◆ Exercise goal
Could you retype the listing beneath, keeping each line exactly as it is?
* * * * *
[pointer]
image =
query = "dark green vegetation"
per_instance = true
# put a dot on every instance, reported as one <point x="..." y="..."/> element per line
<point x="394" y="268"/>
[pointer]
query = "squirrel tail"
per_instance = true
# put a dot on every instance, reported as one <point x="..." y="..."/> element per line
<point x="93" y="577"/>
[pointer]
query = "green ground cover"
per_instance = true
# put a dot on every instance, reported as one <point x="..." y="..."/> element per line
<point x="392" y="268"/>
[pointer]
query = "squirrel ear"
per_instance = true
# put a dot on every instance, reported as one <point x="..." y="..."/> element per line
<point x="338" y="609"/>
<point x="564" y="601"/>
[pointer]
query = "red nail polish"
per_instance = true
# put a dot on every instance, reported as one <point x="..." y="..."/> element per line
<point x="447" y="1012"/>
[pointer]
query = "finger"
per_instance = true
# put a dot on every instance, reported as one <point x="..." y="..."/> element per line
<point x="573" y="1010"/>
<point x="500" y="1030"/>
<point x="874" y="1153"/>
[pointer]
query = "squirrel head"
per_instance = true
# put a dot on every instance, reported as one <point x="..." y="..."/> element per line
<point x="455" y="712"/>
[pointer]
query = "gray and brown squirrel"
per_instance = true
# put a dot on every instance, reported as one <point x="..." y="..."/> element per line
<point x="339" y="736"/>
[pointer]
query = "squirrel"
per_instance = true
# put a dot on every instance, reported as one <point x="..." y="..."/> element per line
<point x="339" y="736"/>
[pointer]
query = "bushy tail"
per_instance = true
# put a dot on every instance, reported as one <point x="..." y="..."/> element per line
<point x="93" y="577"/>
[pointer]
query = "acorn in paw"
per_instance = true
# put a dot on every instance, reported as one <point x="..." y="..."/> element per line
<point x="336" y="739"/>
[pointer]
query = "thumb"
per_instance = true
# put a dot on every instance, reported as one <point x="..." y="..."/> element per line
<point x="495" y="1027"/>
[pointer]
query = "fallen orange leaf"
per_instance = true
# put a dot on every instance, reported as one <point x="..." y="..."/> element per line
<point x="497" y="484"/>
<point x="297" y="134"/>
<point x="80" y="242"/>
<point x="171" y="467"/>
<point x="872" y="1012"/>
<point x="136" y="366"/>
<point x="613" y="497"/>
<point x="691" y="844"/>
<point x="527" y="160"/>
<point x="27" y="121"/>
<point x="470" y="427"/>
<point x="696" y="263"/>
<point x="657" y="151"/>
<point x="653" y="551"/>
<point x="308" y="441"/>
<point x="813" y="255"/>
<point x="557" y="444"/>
* * * * *
◆ Answer to the exercise
[pointer]
image =
query = "dark green vegetation"
per_instance = true
# put a dot on every instance, reported as one <point x="..." y="..."/> element per line
<point x="394" y="268"/>
[pointer]
query = "squirrel tail"
per_instance = true
# put a dot on every instance, reported as one <point x="..." y="..."/> element per line
<point x="93" y="577"/>
[pointer]
query = "green ground cover"
per_instance = true
# put a dot on every instance, reported as one <point x="..." y="..."/> element per line
<point x="392" y="268"/>
[pointer]
query = "squirrel ear"
per_instance = true
# put a dot on every instance, reported as one <point x="..." y="..."/> element per line
<point x="338" y="609"/>
<point x="564" y="601"/>
[pointer]
query = "red nail polish"
per_instance = true
# put a dot on every instance, reported as one <point x="..." y="..."/> element per line
<point x="447" y="1012"/>
[pointer]
query = "finger"
per_instance = true
# put a dot on every instance, reported as one <point x="..." y="..."/> element per line
<point x="573" y="1010"/>
<point x="500" y="1030"/>
<point x="874" y="1153"/>
[pointer]
query = "squirrel head"
per_instance = true
# put a dot on every instance, reported as one <point x="..." y="..."/> element per line
<point x="455" y="712"/>
[pointer]
query = "gray and brown squirrel"
per_instance = true
# put a dot on every instance, reported as one <point x="..." y="..."/> element per line
<point x="339" y="736"/>
[pointer]
query = "squirrel"
per_instance = true
# put a dot on every instance, reported as one <point x="..." y="..."/> element per line
<point x="339" y="736"/>
[pointer]
query = "bushy tail"
per_instance = true
# put a dot on every instance, reported as one <point x="..." y="..."/> element per line
<point x="93" y="577"/>
[pointer]
query = "acorn in paw"
per_instance = true
# put a dot on every instance, reported as one <point x="..." y="..."/> element per line
<point x="336" y="739"/>
[pointer]
query = "thumb"
per_instance = true
# put a dot on every instance, reported as one <point x="..." y="..."/> element per line
<point x="495" y="1027"/>
[pointer]
query = "fallen orange leaf"
per_instance = true
# put a dot on every instance, reported as one <point x="..." y="..."/> element per line
<point x="497" y="484"/>
<point x="297" y="134"/>
<point x="80" y="242"/>
<point x="171" y="467"/>
<point x="872" y="1012"/>
<point x="136" y="366"/>
<point x="613" y="497"/>
<point x="691" y="844"/>
<point x="527" y="160"/>
<point x="27" y="121"/>
<point x="470" y="427"/>
<point x="696" y="263"/>
<point x="657" y="151"/>
<point x="653" y="551"/>
<point x="308" y="441"/>
<point x="813" y="255"/>
<point x="557" y="444"/>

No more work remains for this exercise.